### What to work on
Answer these questions using the passage below about police crowd control in Madison.
(a) Whose studies in the U.K. have supported that kind of police response?
(b) For how many years does the writer say they never lost control of a crowd?
(c) What have police officers outside the city recently called the method?

### Given passage
_ _ _ _
More recently Prof. Clifford Stott’s studies in the U.K. have supported that kind of police response. I wrote in “Arrested Development“:
“One of the primary reasons I survived in Madison was that the new (soft) crowd control measures I brought in worked. During the next 20 years, we never lost control of a crowd, and that included hundreds of protests and demonstrations at the state Capitol building, on the campus of the university, strikes by state workers, teaching assistants at the university, and local meatpackers.[1] The method we used has recently been called The Madison Method by police officers outside of the city.[2]
“This method is just as noteworthy today because [public protest movements] and the varieties of police response we have seen. What is it we should expect police to do in these situations? What is the role of the community and elected officials? Are the police to be mere instruments in the arm of government, or not?
_ _ _ _
### Records provided
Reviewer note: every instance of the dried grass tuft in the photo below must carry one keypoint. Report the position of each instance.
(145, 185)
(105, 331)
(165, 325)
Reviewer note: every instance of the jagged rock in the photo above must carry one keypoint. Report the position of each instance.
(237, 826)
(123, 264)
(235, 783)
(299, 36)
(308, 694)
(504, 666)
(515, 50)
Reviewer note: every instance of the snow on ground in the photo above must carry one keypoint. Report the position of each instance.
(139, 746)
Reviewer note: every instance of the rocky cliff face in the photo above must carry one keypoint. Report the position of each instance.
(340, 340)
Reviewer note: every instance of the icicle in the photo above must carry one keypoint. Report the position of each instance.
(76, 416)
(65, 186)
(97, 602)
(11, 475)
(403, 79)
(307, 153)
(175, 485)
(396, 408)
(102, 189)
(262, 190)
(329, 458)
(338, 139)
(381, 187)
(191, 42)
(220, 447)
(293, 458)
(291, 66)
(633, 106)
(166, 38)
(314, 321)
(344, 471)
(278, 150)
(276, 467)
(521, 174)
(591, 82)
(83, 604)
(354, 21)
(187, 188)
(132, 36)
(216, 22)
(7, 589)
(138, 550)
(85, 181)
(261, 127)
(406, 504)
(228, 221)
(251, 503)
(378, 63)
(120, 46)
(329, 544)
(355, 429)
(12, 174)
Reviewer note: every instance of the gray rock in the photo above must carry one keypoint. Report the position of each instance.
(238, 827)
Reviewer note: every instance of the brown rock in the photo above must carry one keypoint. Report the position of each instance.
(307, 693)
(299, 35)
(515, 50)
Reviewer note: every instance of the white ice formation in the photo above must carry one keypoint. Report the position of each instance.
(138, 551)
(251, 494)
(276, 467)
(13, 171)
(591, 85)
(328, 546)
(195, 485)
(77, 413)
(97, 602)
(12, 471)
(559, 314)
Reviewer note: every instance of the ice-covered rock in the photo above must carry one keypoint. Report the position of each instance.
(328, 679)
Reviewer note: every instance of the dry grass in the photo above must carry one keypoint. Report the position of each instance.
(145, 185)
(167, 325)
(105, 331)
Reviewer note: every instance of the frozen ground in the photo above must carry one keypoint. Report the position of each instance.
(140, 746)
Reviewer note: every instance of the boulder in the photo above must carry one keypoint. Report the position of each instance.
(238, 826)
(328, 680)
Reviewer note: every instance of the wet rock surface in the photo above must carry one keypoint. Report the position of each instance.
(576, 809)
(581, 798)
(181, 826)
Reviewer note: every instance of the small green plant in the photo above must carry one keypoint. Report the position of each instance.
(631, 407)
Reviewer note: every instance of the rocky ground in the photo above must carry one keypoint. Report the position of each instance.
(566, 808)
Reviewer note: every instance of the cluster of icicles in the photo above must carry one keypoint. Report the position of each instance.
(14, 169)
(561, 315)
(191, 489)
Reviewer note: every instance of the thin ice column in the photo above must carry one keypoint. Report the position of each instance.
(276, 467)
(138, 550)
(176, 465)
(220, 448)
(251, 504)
_ _ _ _
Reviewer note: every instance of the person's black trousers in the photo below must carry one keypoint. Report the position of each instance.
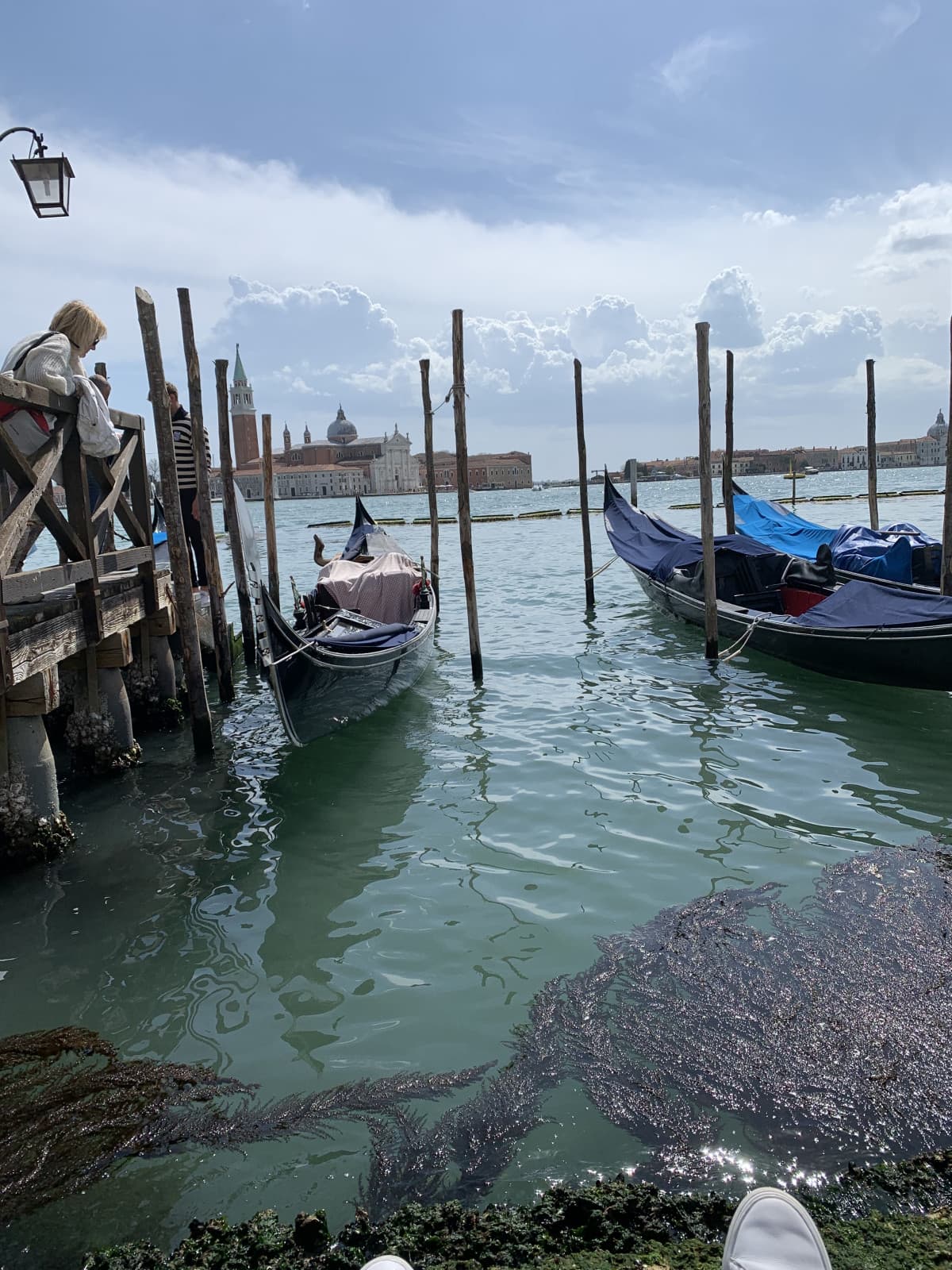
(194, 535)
_ _ _ _
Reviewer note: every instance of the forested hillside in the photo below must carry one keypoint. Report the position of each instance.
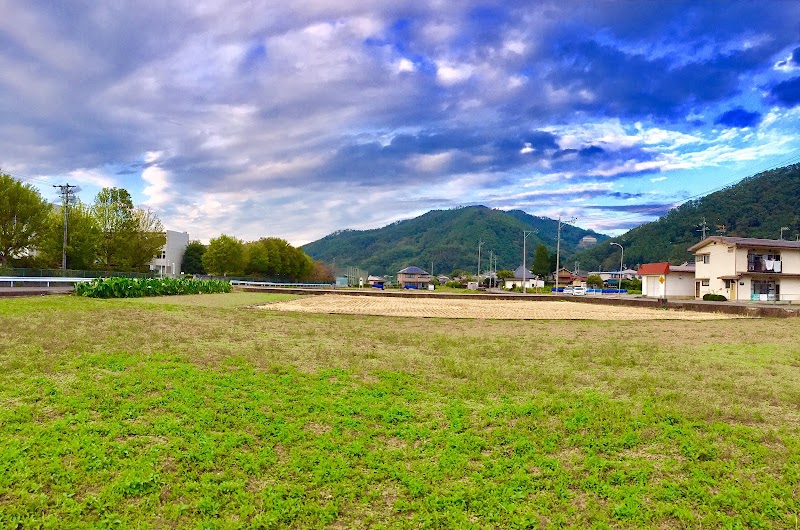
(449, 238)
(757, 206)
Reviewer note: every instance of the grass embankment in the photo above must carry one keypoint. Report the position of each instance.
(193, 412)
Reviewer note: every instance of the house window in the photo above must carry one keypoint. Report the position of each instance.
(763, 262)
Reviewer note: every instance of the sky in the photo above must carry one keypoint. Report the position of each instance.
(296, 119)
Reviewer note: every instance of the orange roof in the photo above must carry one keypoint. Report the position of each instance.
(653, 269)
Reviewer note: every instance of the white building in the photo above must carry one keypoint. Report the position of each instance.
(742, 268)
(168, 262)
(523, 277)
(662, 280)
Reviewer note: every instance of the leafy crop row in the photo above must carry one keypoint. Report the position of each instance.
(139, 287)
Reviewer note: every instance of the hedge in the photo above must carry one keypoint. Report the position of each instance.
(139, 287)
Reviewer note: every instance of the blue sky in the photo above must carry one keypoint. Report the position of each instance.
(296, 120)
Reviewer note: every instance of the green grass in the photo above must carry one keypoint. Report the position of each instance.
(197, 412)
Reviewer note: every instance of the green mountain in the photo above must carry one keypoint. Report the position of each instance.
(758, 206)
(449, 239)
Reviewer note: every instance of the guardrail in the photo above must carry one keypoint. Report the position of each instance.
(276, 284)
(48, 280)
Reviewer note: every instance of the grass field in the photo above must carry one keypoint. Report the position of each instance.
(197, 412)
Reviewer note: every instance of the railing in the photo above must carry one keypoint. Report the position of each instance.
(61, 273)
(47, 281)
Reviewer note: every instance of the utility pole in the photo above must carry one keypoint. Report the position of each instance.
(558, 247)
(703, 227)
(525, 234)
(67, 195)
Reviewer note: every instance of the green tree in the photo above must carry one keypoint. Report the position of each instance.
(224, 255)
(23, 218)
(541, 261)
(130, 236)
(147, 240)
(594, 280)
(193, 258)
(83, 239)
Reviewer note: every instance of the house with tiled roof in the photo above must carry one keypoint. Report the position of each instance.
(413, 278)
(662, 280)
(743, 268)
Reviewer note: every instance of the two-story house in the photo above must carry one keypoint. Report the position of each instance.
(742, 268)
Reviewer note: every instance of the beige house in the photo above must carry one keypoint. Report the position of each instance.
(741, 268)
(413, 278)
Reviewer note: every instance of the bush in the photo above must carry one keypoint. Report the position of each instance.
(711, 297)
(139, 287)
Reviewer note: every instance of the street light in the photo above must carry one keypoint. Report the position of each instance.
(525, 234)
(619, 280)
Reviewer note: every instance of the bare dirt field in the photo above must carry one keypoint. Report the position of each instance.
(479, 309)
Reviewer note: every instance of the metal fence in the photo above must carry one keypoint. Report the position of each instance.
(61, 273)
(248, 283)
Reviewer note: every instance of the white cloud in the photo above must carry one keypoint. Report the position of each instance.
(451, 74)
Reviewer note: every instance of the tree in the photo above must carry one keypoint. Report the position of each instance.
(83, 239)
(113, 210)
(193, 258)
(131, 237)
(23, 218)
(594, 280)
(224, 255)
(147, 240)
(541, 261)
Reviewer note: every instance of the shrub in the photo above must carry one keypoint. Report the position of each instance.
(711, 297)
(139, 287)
_ _ _ _
### Exercise output
(a) Prof. Clifford Stott's
(b) 20 years
(c) The Madison Method